Photo-based referring expression data
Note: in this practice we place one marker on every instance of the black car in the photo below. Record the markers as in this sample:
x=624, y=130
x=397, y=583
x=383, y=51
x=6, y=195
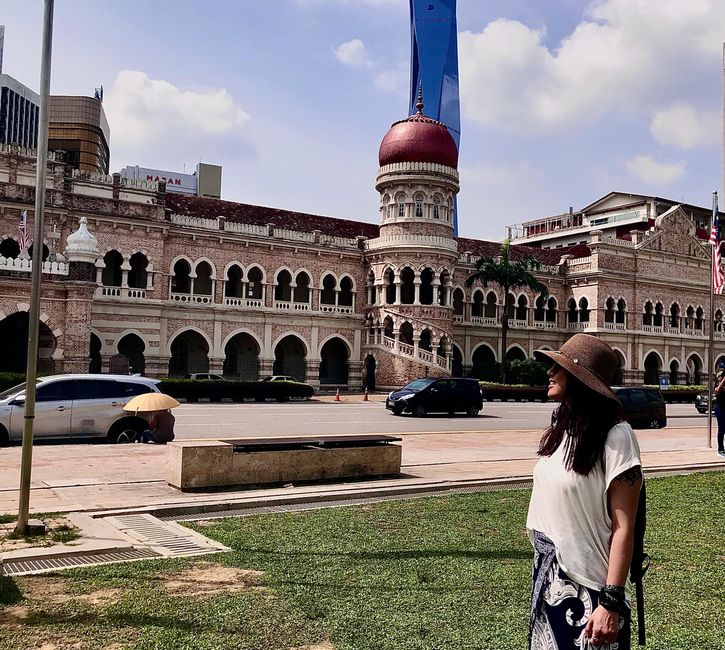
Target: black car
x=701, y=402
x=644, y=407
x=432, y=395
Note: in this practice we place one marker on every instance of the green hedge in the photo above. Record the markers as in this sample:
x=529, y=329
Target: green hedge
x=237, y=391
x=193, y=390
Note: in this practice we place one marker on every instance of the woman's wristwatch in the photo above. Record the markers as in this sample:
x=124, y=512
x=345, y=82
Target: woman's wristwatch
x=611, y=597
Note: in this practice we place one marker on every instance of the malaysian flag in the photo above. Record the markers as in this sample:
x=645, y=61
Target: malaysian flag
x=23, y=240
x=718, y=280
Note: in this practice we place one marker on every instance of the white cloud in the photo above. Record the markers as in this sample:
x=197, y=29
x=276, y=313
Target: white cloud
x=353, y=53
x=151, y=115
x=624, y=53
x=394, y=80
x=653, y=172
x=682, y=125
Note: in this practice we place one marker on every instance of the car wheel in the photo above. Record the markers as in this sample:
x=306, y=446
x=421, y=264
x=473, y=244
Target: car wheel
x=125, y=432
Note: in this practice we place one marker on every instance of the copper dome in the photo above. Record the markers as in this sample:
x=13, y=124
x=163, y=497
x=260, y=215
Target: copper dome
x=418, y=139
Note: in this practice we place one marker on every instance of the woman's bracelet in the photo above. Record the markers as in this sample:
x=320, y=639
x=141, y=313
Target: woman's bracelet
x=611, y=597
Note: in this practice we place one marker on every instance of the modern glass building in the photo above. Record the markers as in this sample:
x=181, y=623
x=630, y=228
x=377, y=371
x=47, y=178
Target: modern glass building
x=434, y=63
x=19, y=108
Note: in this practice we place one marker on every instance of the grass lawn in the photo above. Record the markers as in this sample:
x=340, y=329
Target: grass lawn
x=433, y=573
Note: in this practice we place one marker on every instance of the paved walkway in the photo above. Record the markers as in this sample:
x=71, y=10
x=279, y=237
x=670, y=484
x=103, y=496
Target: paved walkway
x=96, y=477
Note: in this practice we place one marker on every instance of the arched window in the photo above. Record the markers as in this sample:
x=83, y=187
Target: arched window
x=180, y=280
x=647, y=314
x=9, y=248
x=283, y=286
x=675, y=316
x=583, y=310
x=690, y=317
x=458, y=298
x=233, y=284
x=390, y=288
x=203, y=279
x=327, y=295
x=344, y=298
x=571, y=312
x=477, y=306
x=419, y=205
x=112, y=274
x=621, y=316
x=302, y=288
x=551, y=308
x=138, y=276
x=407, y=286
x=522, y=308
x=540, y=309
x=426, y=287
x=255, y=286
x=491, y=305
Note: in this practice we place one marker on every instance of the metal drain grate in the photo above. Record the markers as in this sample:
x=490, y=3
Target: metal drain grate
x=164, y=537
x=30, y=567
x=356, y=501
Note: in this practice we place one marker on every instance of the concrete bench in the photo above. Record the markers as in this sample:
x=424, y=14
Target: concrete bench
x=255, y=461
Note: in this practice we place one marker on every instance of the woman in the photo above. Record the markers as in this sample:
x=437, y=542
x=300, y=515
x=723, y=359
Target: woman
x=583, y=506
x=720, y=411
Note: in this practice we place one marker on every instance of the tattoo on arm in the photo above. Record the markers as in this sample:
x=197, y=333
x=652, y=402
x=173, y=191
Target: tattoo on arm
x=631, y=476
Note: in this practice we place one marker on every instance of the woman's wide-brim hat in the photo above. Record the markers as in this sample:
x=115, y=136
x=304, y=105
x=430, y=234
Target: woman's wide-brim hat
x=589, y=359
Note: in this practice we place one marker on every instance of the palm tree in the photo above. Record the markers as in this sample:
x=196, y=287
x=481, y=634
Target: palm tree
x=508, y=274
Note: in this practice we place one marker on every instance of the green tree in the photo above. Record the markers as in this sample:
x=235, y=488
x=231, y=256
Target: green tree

**INSTRUCTIONS FOR THE TASK:** Reproduce only the lines above spanning from the line containing "Target: black car" through the line containing "x=141, y=313", word for word.

**OUTPUT OF THE TASK:**
Target: black car
x=701, y=402
x=644, y=407
x=432, y=395
Note: in this practice we place one marker on every instance of the green hedge in the photo above. Record the markers as in this sample:
x=529, y=329
Target: green hedge
x=237, y=391
x=193, y=390
Note: in this practice we place one marker on every instance of the woman's wristwatch in the photo above. Record the markers as in this sample:
x=124, y=512
x=345, y=82
Target: woman's wristwatch
x=611, y=597
Note: in this practice we place one marker on every instance of the malaysian flag in the photo above. Record the markers as in this sample:
x=645, y=61
Target: malaysian flag
x=23, y=240
x=718, y=280
Note: in this practice we place one marker on every instance of the white cloud in the photo above. Record the markers as in this sample:
x=197, y=29
x=276, y=313
Target: white cloud
x=353, y=53
x=151, y=115
x=624, y=53
x=394, y=80
x=653, y=172
x=682, y=125
Note: in this practice we place one marker on every instance of the car wheel in the photo above. Record the markers as in this sample:
x=306, y=446
x=421, y=264
x=473, y=244
Target: car wheel
x=125, y=432
Note: in this practice we place one marker on every instance of the copper dome in the photo above. Record the markers as in this sample:
x=13, y=124
x=163, y=497
x=260, y=215
Target: copper dome
x=418, y=139
Note: in this practice we place one marker on every instance of the woman's bracelet in the photo above. Record the markers as in this sample:
x=320, y=639
x=141, y=313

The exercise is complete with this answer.